Fragment ▸
---+---
„Millennium Actress” - recenzja
Dodane: 22-01-2019 23:54 ()
Współczesna Japonia. Reżyser Genya Tachibana wraz ze swoim operatorem przybywa do odludnego domu Chiyoko Fujiwary, niegdyś wielkiej gwiazdy japońskiego kina. W nim to umówił się na nakręcenie dokumentu o wielkiej aktorce, przedstawiający jej życie od lat młodzieńczych. Nikt z nich nie przeczuwa, że zaraz rozpocznie zapierającą dech w piersiach przygodę, w której przeplatać się będą historia kraju kwitnącej wiśni oraz japońskiej kinematografii ze wzruszającą opowieścią o niespełnionej miłości.
Satoshi Kona jest w Polsce dość dobrze znanym reżyserem dla fanów japońskiej animacji. W naszym kraju ukazały się dwie świetne produkcje jego autorstwa - Perfect Blue, będący trzymającym w napięciu thrillerem psychologiczno-erotycznym, oraz "Ojcowie Chrzestni z Tokio", poruszająca opowieść trzech bezdomnych tułających się po ulicach podniebnego miasta. Nie tak dawno temu IDG, za sprawą wyśmienitej kolekcji Kina Domowego, pozwoliło polskiemu odbiorcy zapoznać się z kolejnym filmem autorstwa Kony. Tym razem jest to produkcja utworzona w okresie między emisją dwóch wcześniej wymienionych tytułów.
W Millenium Actress Kona ugruntowuje swój talent do opowiadania powieści szkatułkowych, które oprócz wątku głównego są urozmaicone odrębnymi, pomniejszymi opowiadaniami. Reżyser oprócz "opowiadania historii w historii" łączy również rzeczywistość z fikcją. Chiyoko, relacjonując swoje życie, miesza swoje doświadczenia prywatne z aktorskim, zacierając przy tym granice realności i fałszu. Dzięki takiemu manewrowi twórca nadał swojemu filmowi dynamizmu, ale również pozwolił sobie obdarzyć go nutką sentymentalizmu skierowaną w stronę japońskiego kina. Co chwila możemy odnaleźć w historii odwołania zarówno do kina propagandowego z czasów nacjonalizmu i militaryzmu, jak i twórczości filmowej rodem z dzieł Akiry Kurosawy. Entuzjaści Tronu we krwi odnajdą w Millenium Actress swoje satysfakcjonujące pięć minut. Często też przemyślenia postaci zlewają się z retrospekcjami Fujiwary, przez co film wymaga ciągłej uwagi i skupienia.
---+---
Zapisane dane ▸
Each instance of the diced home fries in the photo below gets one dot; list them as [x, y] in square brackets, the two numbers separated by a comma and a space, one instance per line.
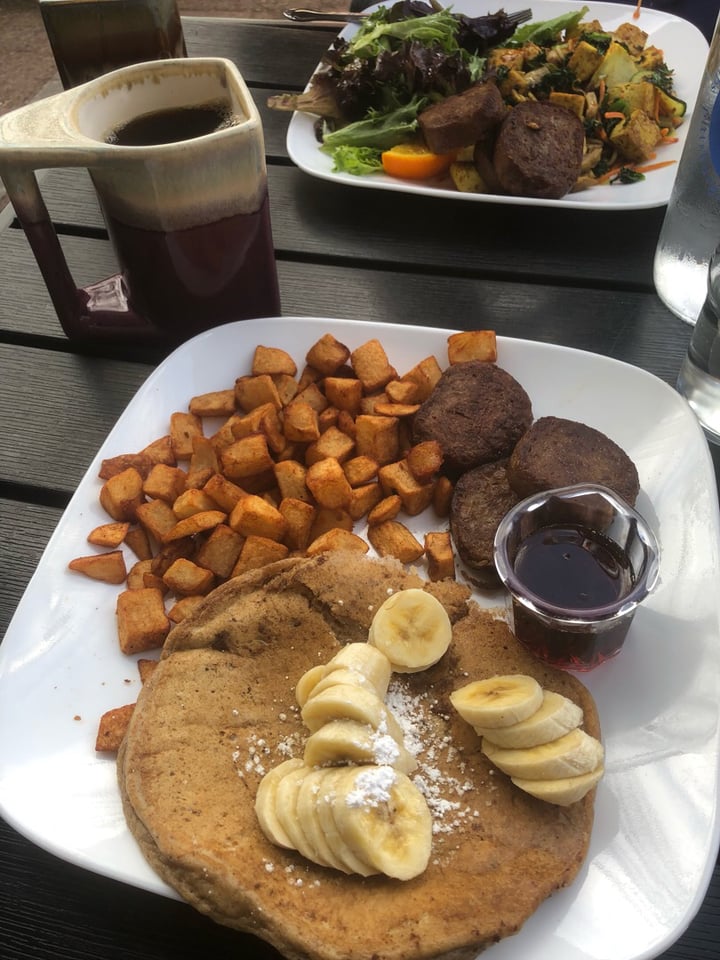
---+---
Treść polecenia ▸ Podaj dosłownie fragment recenzji, który zaczyna się od słów "Współczesna Japonia. Reżyser" i kończy na słowach "o niespełnionej miłości.".

Pełna odpowiedź ▸
Współczesna Japonia. Reżyser Genya Tachibana wraz ze swoim operatorem przybywa do odludnego domu Chiyoko Fujiwary, niegdyś wielkiej gwiazdy japońskiego kina. W nim to umówił się na nakręcenie dokumentu o wielkiej aktorce, przedstawiający jej życie od lat młodzieńczych. Nikt z nich nie przeczuwa, że zaraz rozpocznie zapierającą dech w piersiach przygodę, w której przeplatać się będą historia kraju kwitnącej wiśni oraz japońskiej kinematografii ze wzruszającą opowieścią o niespełnionej miłości.